--- Material provided ---
+++

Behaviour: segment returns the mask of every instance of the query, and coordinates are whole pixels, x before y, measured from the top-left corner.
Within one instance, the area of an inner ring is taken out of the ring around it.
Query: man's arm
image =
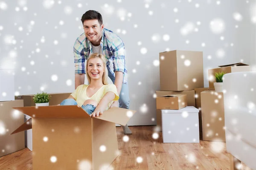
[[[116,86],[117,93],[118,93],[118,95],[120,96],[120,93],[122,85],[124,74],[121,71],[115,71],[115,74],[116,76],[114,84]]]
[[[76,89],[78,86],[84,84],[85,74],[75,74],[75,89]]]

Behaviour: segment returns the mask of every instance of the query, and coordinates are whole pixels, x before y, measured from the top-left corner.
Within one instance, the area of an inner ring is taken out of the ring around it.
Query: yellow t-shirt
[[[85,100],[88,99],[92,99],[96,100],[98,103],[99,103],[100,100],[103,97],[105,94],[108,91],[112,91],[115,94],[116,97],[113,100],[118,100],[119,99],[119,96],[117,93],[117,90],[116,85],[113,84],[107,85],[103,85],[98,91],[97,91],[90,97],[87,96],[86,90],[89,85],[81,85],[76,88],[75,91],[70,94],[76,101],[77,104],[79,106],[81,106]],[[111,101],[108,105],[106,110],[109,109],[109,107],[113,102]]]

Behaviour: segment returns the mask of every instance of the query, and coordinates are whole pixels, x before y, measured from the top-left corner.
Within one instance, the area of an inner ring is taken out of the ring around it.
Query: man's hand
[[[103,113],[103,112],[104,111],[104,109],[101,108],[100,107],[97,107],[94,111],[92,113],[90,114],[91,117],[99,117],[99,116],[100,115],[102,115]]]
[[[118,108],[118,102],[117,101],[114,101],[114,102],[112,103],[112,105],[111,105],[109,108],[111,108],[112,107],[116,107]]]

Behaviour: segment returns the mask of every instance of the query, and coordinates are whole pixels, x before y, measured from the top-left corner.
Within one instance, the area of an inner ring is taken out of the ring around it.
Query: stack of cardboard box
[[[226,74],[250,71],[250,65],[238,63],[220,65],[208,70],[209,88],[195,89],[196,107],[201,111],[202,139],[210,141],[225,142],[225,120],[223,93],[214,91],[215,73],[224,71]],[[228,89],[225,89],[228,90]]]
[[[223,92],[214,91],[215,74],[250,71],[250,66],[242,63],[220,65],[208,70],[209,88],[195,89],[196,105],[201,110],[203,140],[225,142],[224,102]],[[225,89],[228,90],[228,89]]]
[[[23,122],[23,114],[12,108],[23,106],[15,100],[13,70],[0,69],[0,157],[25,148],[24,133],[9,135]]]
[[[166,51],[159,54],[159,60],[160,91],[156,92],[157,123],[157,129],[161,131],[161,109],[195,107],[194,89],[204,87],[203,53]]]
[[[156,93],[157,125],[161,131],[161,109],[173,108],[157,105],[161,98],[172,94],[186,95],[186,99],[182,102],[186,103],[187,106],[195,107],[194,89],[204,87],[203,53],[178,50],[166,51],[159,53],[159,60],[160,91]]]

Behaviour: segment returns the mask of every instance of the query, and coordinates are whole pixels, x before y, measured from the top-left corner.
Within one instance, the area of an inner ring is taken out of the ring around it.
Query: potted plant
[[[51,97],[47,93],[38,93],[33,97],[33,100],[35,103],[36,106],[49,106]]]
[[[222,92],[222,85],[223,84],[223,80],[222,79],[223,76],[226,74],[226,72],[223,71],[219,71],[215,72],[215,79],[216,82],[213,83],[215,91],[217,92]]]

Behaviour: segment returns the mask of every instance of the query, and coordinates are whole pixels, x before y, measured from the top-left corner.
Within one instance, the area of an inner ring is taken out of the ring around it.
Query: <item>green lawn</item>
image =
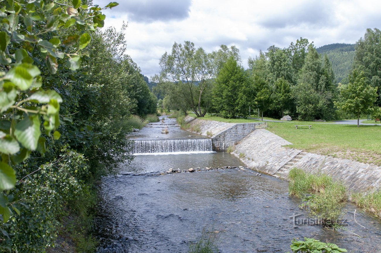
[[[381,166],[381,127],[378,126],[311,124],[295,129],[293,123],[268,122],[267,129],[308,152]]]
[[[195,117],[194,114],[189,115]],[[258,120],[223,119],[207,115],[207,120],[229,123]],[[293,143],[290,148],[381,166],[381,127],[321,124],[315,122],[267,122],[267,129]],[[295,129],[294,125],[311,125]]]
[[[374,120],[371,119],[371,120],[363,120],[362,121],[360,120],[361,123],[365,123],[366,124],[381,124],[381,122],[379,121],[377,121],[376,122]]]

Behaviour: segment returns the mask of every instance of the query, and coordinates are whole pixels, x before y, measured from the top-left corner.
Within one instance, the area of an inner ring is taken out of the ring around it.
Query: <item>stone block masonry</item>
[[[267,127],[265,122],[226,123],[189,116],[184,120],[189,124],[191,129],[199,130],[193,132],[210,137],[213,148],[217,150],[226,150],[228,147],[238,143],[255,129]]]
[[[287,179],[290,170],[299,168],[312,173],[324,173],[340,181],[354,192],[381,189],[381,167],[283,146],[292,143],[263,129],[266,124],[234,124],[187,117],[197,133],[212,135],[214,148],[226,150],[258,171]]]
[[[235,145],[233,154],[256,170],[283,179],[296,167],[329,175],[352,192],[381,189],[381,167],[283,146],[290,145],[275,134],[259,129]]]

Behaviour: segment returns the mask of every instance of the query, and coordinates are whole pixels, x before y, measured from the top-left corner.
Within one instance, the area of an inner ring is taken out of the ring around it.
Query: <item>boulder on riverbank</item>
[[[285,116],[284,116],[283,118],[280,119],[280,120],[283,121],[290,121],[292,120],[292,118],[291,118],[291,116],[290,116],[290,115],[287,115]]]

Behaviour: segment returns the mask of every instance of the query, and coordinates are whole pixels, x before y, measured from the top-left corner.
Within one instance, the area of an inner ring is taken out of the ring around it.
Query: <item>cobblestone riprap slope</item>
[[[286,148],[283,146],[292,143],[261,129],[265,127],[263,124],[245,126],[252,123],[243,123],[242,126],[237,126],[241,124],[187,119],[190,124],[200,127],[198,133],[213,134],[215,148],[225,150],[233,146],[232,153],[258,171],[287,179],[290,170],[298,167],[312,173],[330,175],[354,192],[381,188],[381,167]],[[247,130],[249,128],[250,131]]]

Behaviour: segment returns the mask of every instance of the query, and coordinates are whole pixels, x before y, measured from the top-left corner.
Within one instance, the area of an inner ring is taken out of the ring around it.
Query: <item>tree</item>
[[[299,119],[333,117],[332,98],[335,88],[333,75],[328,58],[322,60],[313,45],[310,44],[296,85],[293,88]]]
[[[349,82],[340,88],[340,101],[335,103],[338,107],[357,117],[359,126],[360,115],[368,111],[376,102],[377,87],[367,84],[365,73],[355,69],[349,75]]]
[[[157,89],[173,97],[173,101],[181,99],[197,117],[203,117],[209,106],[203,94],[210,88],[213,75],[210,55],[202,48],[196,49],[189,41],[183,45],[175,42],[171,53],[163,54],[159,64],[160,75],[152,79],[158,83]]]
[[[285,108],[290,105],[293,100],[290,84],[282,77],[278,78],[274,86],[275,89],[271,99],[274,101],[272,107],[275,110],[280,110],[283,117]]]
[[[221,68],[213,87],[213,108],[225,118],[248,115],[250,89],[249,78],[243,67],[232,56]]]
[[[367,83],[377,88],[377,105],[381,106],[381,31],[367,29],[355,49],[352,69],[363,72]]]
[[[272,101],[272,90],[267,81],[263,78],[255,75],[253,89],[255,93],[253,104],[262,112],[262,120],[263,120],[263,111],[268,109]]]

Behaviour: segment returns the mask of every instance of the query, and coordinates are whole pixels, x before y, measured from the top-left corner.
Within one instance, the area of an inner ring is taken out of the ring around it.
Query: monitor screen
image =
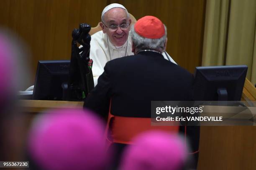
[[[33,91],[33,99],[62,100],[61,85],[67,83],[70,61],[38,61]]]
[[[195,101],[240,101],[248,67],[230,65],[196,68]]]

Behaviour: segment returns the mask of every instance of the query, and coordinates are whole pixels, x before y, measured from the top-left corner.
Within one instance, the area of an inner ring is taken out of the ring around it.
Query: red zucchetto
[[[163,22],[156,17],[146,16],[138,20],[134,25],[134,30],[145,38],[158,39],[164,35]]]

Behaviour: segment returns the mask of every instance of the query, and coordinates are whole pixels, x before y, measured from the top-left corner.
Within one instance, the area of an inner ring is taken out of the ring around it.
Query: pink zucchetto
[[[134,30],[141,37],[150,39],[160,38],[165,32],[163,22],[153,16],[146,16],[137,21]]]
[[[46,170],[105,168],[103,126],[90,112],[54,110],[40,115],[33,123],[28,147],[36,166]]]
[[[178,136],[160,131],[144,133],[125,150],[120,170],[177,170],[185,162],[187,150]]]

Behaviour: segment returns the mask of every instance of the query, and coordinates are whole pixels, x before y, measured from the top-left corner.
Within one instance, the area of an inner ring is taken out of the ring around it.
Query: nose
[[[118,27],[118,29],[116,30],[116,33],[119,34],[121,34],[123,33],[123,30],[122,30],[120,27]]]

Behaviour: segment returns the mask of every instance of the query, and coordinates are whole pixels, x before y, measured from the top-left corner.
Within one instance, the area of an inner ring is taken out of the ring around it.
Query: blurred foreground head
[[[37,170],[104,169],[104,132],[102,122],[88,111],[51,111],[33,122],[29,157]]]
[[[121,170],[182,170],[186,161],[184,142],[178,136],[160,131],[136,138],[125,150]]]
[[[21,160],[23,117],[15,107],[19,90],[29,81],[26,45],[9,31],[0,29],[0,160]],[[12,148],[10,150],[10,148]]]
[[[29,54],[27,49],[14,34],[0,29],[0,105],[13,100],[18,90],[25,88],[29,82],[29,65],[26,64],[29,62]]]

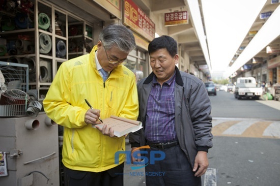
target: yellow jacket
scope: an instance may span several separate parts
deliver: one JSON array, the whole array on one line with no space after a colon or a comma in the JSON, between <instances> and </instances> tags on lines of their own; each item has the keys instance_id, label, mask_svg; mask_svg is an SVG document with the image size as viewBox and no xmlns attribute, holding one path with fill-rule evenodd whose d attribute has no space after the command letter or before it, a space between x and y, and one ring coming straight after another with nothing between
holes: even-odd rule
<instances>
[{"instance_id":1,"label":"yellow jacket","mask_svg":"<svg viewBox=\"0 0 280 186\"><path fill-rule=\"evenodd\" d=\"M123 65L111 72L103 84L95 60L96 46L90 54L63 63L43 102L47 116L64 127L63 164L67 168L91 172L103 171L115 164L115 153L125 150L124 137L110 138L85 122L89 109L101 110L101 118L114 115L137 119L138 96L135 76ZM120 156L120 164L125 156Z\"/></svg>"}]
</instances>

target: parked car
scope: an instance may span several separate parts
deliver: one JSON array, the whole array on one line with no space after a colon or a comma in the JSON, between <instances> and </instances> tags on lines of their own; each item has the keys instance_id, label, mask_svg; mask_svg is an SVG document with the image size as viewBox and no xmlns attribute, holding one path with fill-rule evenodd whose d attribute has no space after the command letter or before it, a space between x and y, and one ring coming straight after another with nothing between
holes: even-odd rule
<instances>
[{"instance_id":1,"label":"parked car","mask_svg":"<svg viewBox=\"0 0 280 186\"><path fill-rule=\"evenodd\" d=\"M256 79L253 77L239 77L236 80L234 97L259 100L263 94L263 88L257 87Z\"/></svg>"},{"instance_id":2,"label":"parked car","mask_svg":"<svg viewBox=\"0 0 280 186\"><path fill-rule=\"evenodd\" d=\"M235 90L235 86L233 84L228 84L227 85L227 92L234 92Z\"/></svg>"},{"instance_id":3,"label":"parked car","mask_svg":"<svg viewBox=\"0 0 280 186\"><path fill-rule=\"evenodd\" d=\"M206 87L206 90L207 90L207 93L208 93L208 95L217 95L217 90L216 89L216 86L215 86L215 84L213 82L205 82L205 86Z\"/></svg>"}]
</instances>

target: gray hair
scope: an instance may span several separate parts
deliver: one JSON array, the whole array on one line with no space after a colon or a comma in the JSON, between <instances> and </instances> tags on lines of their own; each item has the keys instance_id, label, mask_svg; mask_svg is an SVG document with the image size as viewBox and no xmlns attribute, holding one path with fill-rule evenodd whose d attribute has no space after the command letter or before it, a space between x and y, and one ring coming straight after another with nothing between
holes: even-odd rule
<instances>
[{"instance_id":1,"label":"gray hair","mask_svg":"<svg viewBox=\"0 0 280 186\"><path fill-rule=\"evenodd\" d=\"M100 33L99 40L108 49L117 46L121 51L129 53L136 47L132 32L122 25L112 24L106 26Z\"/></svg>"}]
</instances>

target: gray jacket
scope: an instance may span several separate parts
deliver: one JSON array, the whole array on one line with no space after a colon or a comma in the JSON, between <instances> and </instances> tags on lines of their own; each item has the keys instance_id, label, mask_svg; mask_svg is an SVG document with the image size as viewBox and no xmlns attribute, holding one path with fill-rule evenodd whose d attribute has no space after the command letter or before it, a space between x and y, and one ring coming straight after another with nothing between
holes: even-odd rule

+++

--- Given request ---
Copy out the lines from the line containing "target: gray jacket" to the end of the listing above, without alteration.

--- Solution to the problem ---
target: gray jacket
scope: an instance may span several separate parts
deliver: one JSON array, the whole array on one line with no space after a colon or a comma in the JSON, between <instances> and </instances> tags on lines of their own; each item has the keys instance_id, label, mask_svg; mask_svg is an SVG document with the image size as viewBox and no xmlns attribute, holding one path with fill-rule evenodd whose d attribute has no space after the command letter or before it, a space between x and y, and one ring coming straight after another with nothing between
holes: even-odd rule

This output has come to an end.